Listed entries START

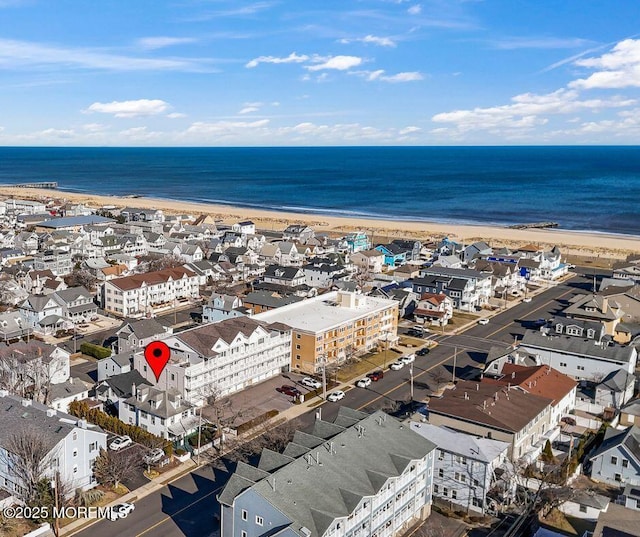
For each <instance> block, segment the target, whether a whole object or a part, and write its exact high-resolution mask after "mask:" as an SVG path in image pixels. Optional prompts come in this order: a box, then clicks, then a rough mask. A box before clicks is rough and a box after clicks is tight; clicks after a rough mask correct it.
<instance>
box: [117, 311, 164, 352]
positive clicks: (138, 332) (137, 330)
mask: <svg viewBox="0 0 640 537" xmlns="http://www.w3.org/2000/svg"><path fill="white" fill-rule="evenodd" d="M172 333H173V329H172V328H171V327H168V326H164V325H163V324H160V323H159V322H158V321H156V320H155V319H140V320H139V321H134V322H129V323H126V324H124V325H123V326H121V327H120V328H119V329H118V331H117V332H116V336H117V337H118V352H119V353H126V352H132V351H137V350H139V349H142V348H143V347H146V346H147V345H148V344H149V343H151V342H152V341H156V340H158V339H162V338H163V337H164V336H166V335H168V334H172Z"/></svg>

Listed entries END
Listed entries START

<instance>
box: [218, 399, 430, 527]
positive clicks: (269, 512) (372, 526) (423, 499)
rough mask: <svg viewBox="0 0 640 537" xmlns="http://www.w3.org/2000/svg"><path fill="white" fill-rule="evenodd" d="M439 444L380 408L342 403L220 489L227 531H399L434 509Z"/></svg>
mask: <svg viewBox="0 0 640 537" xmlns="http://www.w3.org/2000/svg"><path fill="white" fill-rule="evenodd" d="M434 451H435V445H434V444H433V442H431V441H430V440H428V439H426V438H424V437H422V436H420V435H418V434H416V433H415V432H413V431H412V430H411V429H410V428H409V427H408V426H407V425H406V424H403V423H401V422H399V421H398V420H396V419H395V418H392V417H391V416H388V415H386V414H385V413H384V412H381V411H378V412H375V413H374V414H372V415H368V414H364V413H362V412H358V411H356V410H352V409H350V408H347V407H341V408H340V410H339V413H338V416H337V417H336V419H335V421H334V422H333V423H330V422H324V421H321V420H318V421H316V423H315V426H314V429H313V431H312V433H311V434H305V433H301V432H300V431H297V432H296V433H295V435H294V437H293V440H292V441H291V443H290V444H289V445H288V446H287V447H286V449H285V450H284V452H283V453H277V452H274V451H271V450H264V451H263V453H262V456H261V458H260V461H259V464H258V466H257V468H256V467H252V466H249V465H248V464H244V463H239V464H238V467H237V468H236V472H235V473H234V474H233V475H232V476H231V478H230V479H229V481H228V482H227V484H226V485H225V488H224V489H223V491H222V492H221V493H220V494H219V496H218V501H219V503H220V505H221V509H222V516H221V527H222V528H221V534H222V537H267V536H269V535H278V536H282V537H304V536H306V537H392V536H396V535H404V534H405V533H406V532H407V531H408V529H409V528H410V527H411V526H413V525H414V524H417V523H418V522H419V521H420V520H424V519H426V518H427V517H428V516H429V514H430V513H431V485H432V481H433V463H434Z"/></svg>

Listed entries END

Beginning at the line above with "For each <instance>" and finishing at the line with "box: [117, 311, 164, 352]", return each line exactly and return nothing else.

For each <instance> block, segment the target, whether a whole object or a part, and write its exact high-resolution mask after "mask:" as an SVG path in image pixels. Optional prompts come in this order: a box, then clicks, then a rough mask. A box before clicks is rough and a box after clicks is tight; clicks after a rough mask correct it.
<instance>
box: [117, 311, 164, 352]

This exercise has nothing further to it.